WRITTEN TASK =>
List each line of the data below that contains the word "symbol", copying the line in full.

Dataset excerpt:
## begin

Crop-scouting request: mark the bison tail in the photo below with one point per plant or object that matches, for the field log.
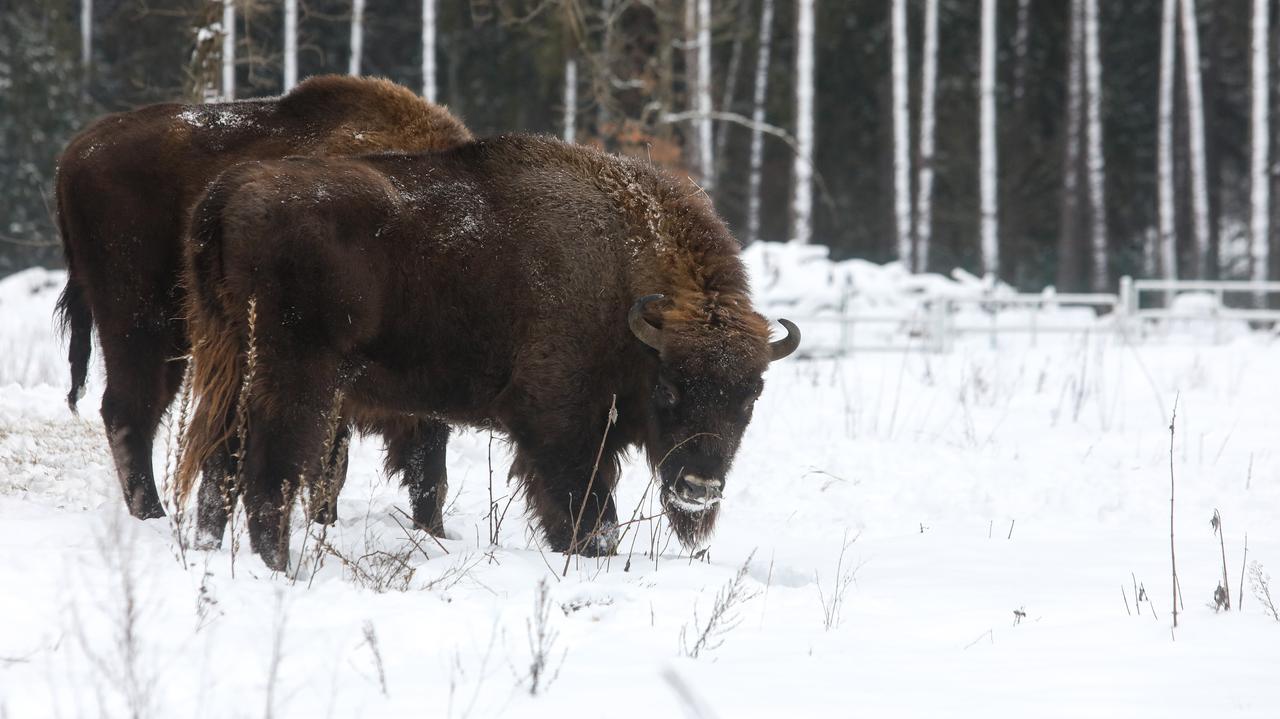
(73, 315)
(218, 343)
(77, 321)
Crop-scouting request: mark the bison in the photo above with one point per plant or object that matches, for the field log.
(517, 283)
(124, 189)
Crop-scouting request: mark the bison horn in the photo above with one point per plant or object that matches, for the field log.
(786, 346)
(640, 326)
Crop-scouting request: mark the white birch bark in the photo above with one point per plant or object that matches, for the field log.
(735, 62)
(705, 147)
(758, 101)
(570, 100)
(1095, 159)
(987, 142)
(1069, 250)
(86, 33)
(801, 188)
(1196, 134)
(1260, 182)
(928, 106)
(429, 50)
(228, 50)
(357, 37)
(291, 44)
(901, 137)
(1166, 223)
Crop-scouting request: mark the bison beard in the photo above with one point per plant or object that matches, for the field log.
(124, 189)
(490, 285)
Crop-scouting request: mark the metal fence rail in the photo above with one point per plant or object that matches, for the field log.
(940, 320)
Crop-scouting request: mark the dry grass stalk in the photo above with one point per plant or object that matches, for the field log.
(1223, 594)
(723, 617)
(833, 605)
(233, 488)
(1261, 584)
(371, 640)
(542, 642)
(1173, 557)
(590, 484)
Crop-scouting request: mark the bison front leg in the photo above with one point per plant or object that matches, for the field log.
(323, 490)
(216, 497)
(572, 495)
(416, 450)
(287, 431)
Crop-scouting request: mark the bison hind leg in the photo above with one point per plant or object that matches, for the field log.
(416, 450)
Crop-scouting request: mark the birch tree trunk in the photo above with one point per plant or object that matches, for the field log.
(735, 62)
(1069, 251)
(801, 188)
(1260, 182)
(1196, 138)
(357, 37)
(228, 50)
(1101, 273)
(291, 44)
(928, 106)
(705, 142)
(758, 100)
(987, 142)
(86, 36)
(570, 123)
(901, 138)
(1166, 220)
(429, 50)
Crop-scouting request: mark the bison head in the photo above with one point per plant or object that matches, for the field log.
(709, 374)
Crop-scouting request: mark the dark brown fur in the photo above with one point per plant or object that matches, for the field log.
(488, 285)
(124, 188)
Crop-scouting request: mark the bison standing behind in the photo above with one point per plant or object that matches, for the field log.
(126, 186)
(515, 283)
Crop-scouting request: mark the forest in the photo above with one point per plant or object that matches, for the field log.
(1048, 143)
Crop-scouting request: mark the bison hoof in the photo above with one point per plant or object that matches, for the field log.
(208, 540)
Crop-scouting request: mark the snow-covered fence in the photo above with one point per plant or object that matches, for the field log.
(853, 305)
(1196, 301)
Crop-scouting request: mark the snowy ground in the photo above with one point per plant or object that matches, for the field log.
(996, 504)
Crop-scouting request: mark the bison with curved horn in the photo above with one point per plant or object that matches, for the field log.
(124, 188)
(516, 283)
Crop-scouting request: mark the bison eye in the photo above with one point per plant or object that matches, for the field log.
(666, 394)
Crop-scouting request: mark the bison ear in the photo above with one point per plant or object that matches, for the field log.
(786, 346)
(640, 326)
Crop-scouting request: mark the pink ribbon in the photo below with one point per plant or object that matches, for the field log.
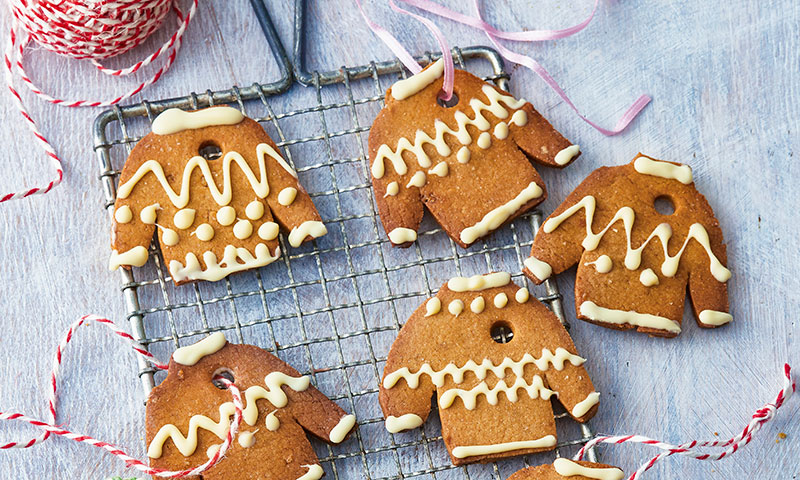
(532, 36)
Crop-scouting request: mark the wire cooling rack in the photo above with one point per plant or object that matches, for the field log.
(330, 308)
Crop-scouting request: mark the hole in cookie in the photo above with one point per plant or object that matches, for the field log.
(449, 103)
(663, 205)
(501, 332)
(209, 151)
(222, 373)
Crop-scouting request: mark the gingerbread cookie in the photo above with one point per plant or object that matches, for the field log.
(483, 387)
(188, 417)
(216, 215)
(634, 263)
(469, 164)
(574, 470)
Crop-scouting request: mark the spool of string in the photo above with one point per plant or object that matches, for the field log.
(93, 31)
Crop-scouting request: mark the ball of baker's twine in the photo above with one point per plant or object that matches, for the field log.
(91, 30)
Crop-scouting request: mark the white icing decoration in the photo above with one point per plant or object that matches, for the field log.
(463, 155)
(233, 260)
(191, 354)
(540, 269)
(419, 179)
(255, 209)
(500, 300)
(184, 218)
(455, 307)
(600, 314)
(585, 405)
(480, 450)
(568, 468)
(204, 232)
(407, 87)
(135, 257)
(648, 277)
(392, 189)
(309, 228)
(403, 422)
(477, 305)
(175, 120)
(273, 394)
(712, 317)
(543, 363)
(658, 168)
(565, 156)
(441, 169)
(633, 257)
(123, 214)
(432, 306)
(535, 389)
(402, 235)
(342, 428)
(499, 215)
(226, 216)
(602, 264)
(522, 295)
(268, 231)
(243, 229)
(477, 283)
(148, 214)
(287, 195)
(461, 133)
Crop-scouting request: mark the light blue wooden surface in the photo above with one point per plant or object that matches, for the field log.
(724, 78)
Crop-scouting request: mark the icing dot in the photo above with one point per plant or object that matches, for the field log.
(148, 214)
(254, 210)
(463, 155)
(287, 196)
(123, 214)
(268, 231)
(226, 216)
(477, 305)
(432, 306)
(243, 229)
(184, 218)
(456, 307)
(246, 439)
(500, 300)
(501, 130)
(522, 295)
(204, 232)
(169, 237)
(484, 140)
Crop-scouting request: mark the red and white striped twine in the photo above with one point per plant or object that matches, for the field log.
(50, 427)
(696, 449)
(86, 30)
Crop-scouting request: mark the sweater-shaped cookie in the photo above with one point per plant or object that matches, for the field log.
(573, 470)
(469, 164)
(188, 417)
(493, 398)
(634, 263)
(214, 216)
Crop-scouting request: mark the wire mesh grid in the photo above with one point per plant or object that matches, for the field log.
(330, 308)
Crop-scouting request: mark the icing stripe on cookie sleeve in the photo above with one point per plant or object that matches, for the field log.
(499, 215)
(568, 468)
(585, 405)
(658, 168)
(594, 312)
(175, 120)
(403, 422)
(480, 450)
(712, 317)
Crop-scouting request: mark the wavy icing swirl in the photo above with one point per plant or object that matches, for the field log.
(633, 256)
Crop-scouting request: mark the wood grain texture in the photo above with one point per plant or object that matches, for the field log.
(724, 78)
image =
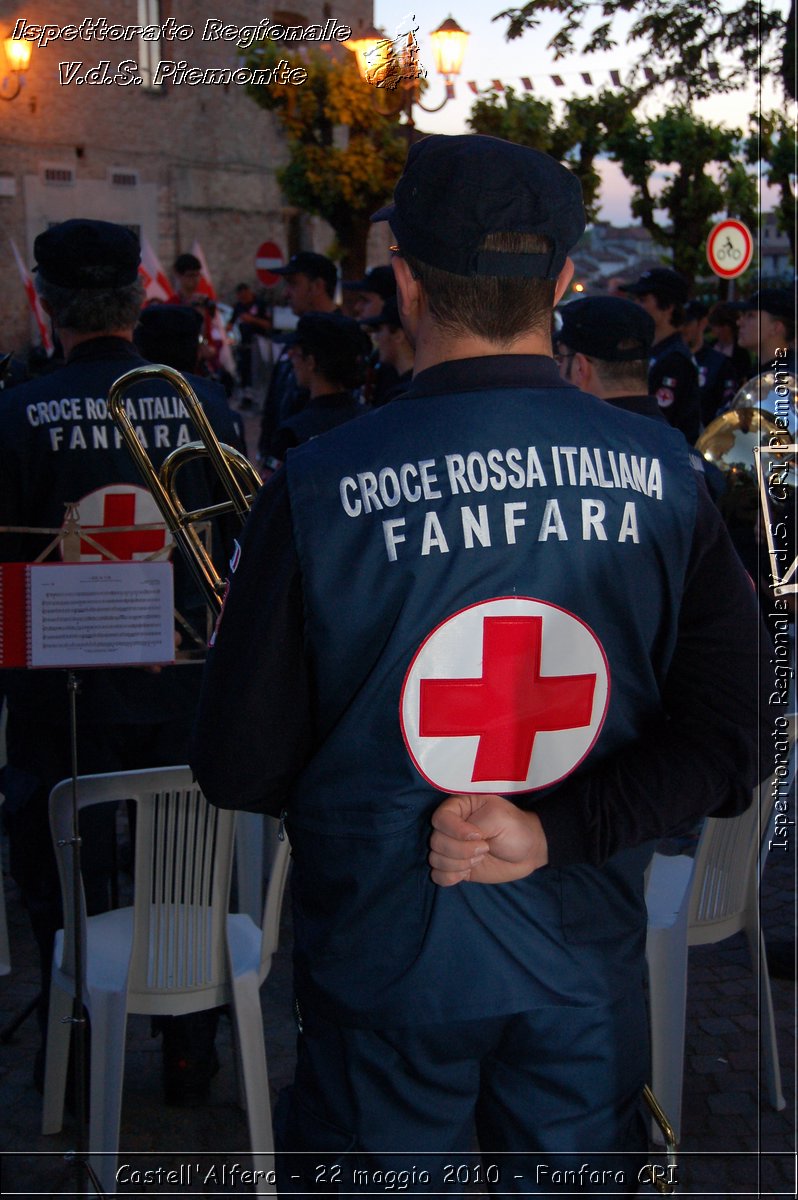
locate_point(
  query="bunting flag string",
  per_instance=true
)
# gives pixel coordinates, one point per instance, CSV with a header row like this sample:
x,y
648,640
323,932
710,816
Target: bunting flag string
x,y
589,78
34,301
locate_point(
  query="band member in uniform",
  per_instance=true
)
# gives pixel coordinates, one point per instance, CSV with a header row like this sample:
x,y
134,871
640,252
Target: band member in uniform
x,y
673,373
59,447
495,641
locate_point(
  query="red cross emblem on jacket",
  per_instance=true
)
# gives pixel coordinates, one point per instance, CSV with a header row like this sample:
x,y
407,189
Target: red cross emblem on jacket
x,y
508,695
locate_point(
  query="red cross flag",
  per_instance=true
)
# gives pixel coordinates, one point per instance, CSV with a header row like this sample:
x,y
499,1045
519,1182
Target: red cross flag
x,y
508,695
154,277
204,287
123,522
35,304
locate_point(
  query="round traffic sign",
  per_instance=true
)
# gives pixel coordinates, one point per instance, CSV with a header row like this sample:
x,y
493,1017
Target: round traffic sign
x,y
268,256
730,249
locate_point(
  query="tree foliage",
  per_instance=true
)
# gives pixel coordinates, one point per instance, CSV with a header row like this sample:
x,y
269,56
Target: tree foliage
x,y
774,147
343,156
699,48
701,165
577,138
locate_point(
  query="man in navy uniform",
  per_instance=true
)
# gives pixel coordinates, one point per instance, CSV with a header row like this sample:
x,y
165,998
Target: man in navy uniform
x,y
485,640
767,328
311,280
672,375
59,447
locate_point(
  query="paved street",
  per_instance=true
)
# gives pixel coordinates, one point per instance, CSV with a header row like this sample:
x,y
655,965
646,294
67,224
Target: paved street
x,y
733,1144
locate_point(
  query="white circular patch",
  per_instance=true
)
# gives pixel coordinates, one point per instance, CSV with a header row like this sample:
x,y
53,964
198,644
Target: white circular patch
x,y
105,516
508,695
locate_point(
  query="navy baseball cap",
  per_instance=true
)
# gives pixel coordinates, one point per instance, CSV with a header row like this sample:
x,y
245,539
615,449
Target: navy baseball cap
x,y
660,282
457,190
379,280
327,331
171,321
83,253
777,301
306,262
606,328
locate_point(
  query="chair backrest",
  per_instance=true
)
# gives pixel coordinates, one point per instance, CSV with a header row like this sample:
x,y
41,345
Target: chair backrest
x,y
184,856
725,883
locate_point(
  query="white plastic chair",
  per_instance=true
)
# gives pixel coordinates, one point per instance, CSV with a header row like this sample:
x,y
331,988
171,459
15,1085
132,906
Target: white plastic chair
x,y
175,951
697,903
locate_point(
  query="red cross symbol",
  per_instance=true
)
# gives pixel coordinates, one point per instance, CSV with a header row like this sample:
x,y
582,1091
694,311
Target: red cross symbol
x,y
510,703
119,509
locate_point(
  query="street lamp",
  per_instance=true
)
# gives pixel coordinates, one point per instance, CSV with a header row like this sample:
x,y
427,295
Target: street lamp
x,y
394,65
17,60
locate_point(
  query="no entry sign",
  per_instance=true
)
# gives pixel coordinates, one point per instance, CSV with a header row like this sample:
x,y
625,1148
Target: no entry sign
x,y
268,256
730,249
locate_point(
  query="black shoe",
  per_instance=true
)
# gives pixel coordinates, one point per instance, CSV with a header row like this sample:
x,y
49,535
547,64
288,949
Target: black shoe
x,y
186,1083
781,960
190,1059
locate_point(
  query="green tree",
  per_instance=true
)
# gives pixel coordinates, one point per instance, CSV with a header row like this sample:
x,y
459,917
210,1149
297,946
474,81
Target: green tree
x,y
343,155
577,138
699,48
774,147
703,178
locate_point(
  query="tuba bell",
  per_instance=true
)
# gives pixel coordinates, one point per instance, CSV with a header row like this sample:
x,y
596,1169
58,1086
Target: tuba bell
x,y
754,445
234,471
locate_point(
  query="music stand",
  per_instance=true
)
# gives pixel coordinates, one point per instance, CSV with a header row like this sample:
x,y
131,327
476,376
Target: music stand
x,y
85,616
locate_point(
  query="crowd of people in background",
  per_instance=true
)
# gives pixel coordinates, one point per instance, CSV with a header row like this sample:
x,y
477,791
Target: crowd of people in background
x,y
651,351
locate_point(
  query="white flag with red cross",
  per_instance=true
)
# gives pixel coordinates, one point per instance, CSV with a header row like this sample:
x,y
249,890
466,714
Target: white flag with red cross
x,y
34,301
219,333
205,286
156,283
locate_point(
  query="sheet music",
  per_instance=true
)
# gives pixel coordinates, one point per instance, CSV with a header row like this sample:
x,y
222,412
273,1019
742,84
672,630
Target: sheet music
x,y
88,615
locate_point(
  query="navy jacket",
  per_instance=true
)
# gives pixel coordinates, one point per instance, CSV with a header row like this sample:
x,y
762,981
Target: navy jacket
x,y
493,484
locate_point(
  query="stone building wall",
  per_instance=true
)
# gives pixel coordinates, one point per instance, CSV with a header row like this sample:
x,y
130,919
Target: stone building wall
x,y
178,162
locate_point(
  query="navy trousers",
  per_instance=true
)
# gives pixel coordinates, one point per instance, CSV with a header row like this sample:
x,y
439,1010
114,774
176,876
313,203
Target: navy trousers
x,y
546,1103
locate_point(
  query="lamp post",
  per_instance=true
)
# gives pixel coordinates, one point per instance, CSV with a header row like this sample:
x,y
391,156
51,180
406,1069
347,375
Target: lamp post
x,y
394,65
17,52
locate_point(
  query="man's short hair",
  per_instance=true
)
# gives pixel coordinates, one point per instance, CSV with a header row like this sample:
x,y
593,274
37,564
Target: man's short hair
x,y
499,310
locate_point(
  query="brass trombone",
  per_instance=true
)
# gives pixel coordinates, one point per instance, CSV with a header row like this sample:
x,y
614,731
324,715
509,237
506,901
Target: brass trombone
x,y
234,471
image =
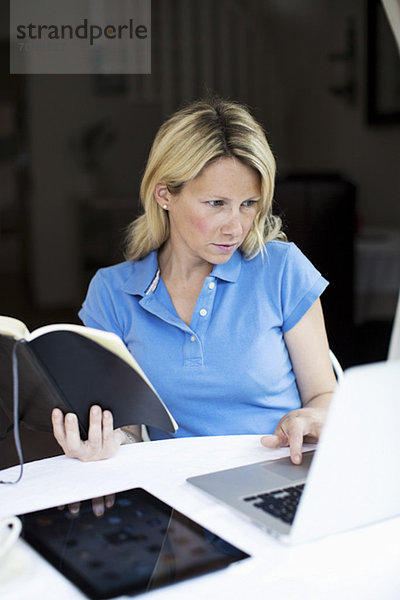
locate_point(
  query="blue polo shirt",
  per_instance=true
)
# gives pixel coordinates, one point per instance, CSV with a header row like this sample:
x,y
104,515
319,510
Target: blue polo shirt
x,y
229,372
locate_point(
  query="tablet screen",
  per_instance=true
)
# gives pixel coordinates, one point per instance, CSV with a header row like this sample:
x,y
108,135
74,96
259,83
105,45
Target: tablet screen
x,y
138,544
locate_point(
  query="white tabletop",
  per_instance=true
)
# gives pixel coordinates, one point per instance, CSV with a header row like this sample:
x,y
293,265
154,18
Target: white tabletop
x,y
362,563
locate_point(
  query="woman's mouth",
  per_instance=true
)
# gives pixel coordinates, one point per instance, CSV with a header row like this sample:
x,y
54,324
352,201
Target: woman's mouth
x,y
225,248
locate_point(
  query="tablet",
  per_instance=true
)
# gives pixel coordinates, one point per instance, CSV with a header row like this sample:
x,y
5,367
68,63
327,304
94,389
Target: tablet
x,y
138,544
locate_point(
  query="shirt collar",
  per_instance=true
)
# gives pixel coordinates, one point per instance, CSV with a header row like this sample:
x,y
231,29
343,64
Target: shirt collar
x,y
145,271
142,276
230,270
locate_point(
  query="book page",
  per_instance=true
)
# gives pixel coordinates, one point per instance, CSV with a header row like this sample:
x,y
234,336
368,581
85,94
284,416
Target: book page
x,y
110,341
13,327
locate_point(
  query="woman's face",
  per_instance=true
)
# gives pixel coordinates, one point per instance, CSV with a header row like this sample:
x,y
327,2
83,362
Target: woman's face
x,y
211,216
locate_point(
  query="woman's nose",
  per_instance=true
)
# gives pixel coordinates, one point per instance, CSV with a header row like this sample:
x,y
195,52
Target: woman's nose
x,y
233,226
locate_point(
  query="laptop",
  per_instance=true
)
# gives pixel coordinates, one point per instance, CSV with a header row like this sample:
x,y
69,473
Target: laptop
x,y
394,345
352,479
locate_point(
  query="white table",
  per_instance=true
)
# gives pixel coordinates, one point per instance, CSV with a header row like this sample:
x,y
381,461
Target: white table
x,y
363,564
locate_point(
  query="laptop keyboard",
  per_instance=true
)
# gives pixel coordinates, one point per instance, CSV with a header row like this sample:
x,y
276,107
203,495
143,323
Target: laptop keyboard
x,y
281,504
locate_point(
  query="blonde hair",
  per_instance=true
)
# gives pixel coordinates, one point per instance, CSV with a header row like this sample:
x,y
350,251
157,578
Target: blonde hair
x,y
185,144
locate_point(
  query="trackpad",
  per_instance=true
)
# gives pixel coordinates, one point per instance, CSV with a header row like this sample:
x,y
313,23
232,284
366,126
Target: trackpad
x,y
285,468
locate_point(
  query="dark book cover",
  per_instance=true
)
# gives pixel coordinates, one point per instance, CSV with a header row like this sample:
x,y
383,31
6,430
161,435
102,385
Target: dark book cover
x,y
72,372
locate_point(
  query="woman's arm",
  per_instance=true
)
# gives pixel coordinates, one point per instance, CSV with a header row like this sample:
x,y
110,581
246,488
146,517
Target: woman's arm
x,y
308,348
103,440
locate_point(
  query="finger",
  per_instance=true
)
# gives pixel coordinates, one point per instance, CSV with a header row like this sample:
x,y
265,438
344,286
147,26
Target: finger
x,y
98,506
296,444
73,440
95,433
57,421
109,500
108,428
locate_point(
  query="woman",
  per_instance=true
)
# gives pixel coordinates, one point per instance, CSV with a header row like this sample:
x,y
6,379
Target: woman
x,y
222,313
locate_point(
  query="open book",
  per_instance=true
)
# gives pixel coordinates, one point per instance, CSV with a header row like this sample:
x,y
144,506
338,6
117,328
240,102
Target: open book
x,y
73,367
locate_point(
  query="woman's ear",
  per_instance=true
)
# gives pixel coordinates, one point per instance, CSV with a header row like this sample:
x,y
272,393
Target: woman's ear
x,y
162,195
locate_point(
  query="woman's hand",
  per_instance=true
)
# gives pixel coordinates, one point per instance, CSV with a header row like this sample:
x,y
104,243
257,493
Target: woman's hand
x,y
298,426
103,441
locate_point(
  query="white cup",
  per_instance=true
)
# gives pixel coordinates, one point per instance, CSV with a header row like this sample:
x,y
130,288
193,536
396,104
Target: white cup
x,y
10,528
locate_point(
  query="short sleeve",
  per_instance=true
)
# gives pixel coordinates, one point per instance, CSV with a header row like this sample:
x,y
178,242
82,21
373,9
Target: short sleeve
x,y
98,309
301,285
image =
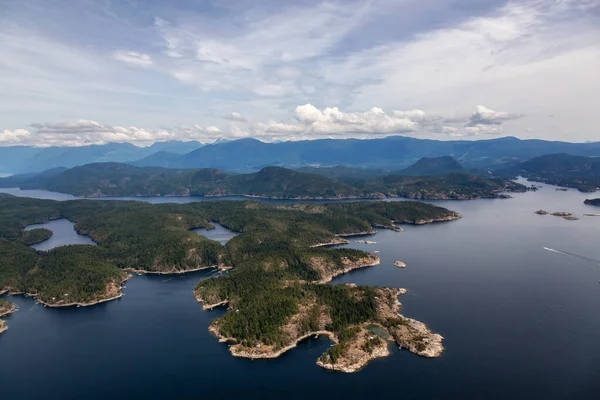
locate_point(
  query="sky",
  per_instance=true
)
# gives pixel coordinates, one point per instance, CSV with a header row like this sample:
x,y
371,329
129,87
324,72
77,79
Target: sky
x,y
83,72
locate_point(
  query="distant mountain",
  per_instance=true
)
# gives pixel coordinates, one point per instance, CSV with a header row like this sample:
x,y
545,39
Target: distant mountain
x,y
20,159
343,172
248,155
433,166
285,183
567,170
115,179
392,153
174,146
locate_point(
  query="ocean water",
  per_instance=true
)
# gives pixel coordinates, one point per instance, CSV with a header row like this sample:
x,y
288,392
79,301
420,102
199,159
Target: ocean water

## end

TASK SOLUTION =>
  query="red cross symbol",
Target: red cross symbol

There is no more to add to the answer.